Input:
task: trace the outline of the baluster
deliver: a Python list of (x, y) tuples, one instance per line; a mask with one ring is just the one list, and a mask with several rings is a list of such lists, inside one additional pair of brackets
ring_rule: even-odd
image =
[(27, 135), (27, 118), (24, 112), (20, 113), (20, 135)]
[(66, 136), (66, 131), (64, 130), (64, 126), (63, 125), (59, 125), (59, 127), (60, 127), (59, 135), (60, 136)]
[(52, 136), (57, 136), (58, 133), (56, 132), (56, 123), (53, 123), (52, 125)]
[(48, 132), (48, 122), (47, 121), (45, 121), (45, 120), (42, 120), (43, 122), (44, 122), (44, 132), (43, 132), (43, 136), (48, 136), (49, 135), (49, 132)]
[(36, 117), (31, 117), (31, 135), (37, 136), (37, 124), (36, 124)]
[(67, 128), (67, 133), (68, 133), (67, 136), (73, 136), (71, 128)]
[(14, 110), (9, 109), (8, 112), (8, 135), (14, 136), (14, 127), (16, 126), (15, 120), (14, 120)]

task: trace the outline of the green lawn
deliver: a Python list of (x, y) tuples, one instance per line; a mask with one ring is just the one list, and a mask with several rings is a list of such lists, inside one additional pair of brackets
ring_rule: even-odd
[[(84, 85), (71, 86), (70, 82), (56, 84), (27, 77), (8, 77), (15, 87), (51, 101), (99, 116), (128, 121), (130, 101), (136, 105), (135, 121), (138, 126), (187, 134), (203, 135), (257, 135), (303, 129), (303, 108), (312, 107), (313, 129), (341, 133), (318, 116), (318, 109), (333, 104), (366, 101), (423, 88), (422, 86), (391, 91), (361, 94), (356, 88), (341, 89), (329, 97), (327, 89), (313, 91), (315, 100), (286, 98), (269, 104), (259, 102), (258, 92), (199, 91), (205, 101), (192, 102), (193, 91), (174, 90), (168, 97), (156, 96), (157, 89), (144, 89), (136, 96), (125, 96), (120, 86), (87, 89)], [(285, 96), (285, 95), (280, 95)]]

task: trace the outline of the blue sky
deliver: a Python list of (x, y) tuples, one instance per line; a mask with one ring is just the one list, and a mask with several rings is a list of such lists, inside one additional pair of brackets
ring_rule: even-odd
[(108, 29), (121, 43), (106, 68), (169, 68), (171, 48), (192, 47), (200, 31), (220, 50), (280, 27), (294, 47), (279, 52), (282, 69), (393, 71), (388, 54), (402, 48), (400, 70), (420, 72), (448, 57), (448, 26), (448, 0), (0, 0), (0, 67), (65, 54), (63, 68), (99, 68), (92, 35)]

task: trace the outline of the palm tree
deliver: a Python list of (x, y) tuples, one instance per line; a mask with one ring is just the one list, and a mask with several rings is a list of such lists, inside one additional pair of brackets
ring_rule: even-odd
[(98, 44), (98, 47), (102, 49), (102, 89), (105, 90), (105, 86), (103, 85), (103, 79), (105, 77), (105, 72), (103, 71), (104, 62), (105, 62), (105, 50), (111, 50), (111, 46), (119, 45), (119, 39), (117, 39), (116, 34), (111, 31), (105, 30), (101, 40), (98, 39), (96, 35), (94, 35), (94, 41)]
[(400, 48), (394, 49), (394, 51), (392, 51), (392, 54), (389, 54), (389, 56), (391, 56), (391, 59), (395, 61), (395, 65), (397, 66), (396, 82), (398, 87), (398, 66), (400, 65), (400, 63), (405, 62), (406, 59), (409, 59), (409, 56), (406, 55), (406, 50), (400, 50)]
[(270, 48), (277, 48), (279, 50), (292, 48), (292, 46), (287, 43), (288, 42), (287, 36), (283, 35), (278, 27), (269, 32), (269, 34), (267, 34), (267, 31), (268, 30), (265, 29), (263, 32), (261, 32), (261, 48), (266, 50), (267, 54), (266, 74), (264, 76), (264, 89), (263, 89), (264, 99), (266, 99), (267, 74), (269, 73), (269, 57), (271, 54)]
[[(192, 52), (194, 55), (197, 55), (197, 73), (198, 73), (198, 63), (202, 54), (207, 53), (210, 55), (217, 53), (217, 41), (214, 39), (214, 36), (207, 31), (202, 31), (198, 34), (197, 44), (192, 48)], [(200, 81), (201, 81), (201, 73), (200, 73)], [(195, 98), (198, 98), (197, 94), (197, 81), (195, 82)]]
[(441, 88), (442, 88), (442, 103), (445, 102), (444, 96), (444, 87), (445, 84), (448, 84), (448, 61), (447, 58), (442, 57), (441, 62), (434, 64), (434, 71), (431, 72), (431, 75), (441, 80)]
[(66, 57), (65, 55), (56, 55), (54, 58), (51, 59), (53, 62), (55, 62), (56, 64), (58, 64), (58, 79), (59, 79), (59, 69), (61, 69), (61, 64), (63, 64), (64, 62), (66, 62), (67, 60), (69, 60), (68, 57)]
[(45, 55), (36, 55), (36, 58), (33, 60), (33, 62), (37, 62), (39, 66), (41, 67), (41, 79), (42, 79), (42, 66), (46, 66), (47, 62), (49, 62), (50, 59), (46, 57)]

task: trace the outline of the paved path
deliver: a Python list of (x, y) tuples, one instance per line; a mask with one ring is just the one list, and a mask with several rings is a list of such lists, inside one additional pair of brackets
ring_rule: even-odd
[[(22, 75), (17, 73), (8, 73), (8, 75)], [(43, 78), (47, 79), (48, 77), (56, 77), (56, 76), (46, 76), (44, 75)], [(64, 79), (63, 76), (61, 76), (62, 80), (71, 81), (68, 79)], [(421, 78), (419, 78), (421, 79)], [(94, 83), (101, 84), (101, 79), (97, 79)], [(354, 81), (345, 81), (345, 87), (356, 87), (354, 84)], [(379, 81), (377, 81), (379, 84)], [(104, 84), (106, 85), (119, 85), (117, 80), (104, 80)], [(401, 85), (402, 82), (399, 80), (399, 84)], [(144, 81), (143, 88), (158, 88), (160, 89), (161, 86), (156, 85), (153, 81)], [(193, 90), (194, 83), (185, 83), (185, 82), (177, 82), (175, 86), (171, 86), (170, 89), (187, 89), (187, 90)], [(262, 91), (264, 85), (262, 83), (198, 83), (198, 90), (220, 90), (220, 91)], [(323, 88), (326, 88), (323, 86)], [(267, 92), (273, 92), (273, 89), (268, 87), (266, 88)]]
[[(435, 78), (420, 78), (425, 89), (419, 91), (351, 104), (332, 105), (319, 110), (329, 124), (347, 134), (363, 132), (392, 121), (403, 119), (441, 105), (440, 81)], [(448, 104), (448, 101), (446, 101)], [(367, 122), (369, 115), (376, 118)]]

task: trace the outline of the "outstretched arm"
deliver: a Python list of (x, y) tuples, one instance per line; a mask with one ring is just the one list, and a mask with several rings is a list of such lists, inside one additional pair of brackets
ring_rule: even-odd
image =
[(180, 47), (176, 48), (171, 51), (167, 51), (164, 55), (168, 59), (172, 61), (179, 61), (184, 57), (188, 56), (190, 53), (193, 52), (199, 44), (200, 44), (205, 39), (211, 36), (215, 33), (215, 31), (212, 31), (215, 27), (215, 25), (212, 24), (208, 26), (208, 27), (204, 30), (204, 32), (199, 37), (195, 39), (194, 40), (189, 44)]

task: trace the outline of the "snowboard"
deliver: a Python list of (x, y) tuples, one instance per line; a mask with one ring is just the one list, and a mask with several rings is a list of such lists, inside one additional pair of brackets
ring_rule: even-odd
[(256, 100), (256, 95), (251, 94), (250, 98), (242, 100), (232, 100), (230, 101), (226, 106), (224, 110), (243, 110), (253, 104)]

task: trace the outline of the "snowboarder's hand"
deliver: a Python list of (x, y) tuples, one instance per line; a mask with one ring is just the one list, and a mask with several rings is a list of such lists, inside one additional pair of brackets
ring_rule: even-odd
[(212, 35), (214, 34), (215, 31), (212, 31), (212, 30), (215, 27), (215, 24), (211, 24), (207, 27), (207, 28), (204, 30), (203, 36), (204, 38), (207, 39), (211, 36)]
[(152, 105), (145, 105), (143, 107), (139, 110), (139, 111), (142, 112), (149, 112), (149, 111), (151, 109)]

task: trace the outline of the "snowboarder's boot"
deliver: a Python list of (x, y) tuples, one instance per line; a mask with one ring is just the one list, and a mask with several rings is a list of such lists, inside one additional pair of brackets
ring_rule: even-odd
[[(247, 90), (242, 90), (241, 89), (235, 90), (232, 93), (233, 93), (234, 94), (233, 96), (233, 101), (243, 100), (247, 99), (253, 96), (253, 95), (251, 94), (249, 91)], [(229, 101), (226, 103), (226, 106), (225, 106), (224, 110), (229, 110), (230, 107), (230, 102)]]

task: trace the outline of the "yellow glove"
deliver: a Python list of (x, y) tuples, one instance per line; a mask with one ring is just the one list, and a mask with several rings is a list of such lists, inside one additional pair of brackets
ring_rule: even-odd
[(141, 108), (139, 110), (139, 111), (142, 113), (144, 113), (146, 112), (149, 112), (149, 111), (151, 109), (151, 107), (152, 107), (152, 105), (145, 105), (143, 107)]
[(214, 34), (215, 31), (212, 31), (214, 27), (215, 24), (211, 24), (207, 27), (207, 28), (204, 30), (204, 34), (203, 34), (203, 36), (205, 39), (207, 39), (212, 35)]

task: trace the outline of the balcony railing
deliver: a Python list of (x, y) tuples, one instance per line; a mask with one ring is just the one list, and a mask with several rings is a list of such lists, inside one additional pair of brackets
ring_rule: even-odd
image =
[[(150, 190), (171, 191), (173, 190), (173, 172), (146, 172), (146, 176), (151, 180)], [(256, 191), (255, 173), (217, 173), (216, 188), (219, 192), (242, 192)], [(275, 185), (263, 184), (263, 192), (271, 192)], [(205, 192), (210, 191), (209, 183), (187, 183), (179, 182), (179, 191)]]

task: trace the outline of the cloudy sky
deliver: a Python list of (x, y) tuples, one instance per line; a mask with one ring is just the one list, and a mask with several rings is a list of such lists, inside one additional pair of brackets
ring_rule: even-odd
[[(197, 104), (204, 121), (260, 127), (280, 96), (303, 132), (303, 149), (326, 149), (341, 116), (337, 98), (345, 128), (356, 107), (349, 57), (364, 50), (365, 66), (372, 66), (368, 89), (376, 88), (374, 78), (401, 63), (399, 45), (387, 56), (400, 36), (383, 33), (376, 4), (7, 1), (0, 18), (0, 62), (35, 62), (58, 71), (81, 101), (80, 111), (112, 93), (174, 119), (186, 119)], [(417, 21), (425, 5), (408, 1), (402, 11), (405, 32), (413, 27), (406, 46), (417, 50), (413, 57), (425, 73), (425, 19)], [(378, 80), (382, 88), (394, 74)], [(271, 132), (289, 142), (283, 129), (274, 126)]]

Problem description: Extract, verbatim, the lines from the one containing "task: trace the outline of the balcony" through the last line of the listing above.

Finished exercise:
task: trace the outline of the balcony railing
deliver: a Python list of (x, y) tuples, one instance per line; a mask with one ring is just the one list, and a mask with several rings is a list of such lists, inside one additional pair of brackets
ring_rule: even-odd
image =
[[(150, 190), (171, 191), (173, 190), (173, 172), (146, 172), (146, 176), (151, 180)], [(256, 191), (255, 173), (217, 173), (216, 188), (219, 192), (242, 192)], [(275, 185), (263, 184), (263, 192), (271, 192)], [(205, 192), (210, 191), (209, 183), (187, 183), (179, 182), (179, 191)]]

task: trace the outline of the cloudy sky
deliver: a Python list of (x, y) tuples, one instance per line; a mask with one ring is just the one list, and a mask with several rings is a list of such lists, inside one additional pair of brackets
ring_rule: even-odd
[[(197, 104), (204, 121), (260, 127), (280, 96), (303, 132), (303, 149), (326, 149), (341, 116), (337, 98), (345, 128), (356, 107), (349, 57), (364, 50), (365, 66), (372, 66), (368, 89), (376, 88), (374, 78), (401, 63), (399, 45), (387, 56), (400, 36), (383, 33), (376, 4), (7, 1), (0, 18), (0, 62), (35, 62), (58, 71), (81, 101), (80, 111), (112, 93), (174, 119), (186, 119)], [(417, 21), (425, 5), (408, 1), (402, 11), (405, 32), (413, 27), (406, 46), (417, 50), (413, 57), (425, 73), (425, 19)], [(378, 80), (382, 88), (394, 74)], [(271, 132), (289, 142), (283, 129), (274, 126)]]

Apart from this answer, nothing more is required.